TRISPHAT (full name tris(tetrachlorocatecholato)phosphate(1−)) is an inorganic anion with the formula P(O2C6Cl4)(3-), often prepared as the tributylammonium ((C4H9)3NH+) or tetrabutylammonium ((C4H9)4N+) salt. The anion features phosphorus(V) bonded to three tetrachlorocatecholate (C6Cl4O2(2-)) ligands. This anion can be resolved into the axially chiral enantiomers, which are optically stable (the picture shows the Δ enantiomer).

The TRISPHAT anion has been used as a chiral shift reagent for cations. It improves the resolution of ^{1}H NMR spectra by forming diastereomeric ion pairs.

### What to do
- 1) Reproduce word for word the portion of the TRISPHAT passage that opens with the words containing "TRISPHAT (full name" and closes with "the Δ enantiomer).".
- 2) Extend the passage on the TRISPHAT anion with the next few sentences, picking up after its final line.
The records that come next are separate material, unrelated to the TRISPHAT passage.

### Extracted material
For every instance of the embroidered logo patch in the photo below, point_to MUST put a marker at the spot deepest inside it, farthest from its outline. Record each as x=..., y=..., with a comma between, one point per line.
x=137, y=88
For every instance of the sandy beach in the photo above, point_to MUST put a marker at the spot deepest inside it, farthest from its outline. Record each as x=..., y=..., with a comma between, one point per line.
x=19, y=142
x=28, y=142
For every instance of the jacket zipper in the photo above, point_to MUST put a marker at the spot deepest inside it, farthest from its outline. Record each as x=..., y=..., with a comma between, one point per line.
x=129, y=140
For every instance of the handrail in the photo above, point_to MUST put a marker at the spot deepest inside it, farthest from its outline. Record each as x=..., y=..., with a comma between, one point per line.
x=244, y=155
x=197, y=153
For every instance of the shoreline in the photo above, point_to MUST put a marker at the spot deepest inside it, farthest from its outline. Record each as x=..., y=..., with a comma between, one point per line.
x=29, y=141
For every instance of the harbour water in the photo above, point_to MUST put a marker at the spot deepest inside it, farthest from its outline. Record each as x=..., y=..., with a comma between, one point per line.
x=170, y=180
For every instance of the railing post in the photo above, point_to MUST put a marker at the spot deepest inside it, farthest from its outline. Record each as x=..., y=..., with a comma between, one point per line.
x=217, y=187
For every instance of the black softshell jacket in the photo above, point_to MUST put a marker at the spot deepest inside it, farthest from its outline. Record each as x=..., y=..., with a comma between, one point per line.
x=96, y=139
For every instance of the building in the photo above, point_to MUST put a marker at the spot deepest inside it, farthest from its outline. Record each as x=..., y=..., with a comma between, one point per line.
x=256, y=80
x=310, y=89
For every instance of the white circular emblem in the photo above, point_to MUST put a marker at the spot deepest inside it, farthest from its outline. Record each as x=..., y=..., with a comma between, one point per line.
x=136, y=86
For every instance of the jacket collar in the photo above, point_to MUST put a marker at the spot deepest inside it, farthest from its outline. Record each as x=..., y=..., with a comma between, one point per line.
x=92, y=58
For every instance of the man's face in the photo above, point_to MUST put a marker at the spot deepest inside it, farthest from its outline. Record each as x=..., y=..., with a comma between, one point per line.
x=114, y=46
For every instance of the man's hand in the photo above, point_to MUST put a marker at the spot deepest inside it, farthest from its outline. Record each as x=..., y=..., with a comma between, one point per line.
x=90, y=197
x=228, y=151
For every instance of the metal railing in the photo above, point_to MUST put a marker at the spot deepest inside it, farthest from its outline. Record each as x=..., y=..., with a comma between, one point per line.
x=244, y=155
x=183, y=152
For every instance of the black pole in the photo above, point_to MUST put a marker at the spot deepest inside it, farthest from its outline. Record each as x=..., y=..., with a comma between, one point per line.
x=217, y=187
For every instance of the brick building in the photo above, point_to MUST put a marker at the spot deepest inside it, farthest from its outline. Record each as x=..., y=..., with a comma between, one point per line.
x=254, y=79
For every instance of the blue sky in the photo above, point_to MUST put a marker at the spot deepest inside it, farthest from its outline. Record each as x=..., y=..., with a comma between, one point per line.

### Numbered answers
- 1)
TRISPHAT (full name tris(tetrachlorocatecholato)phosphate(1−)) is an inorganic anion with the formula P(O2C6Cl4)(3-), often prepared as the tributylammonium ((C4H9)3NH+) or tetrabutylammonium ((C4H9)4N+) salt. The anion features phosphorus(V) bonded to three tetrachlorocatecholate (C6Cl4O2(2-)) ligands. This anion can be resolved into the axially chiral enantiomers, which are optically stable (the picture shows the Δ enantiomer).

- 2)
==Preparation==
The TRISPHAT-containing salt is prepared by treatment of phosphorus pentachloride with tetrachlorocatechol followed by an addition of a tertiary amine:
PCl_{5} + 3 C_{6}Cl_{4}(OH)_{2} → H[P(O_{2}C_{6}Cl_{4})_{3}] + 5 HCl
H[P(O_{2}C_{6}Cl_{4})_{3}] + Bu_{3}N → Bu_{3}NH^{+}[P(O_{2}C_{6}Cl_{4})_{3}]^{−}
Using a chiral amine, the anion can be readily resolved.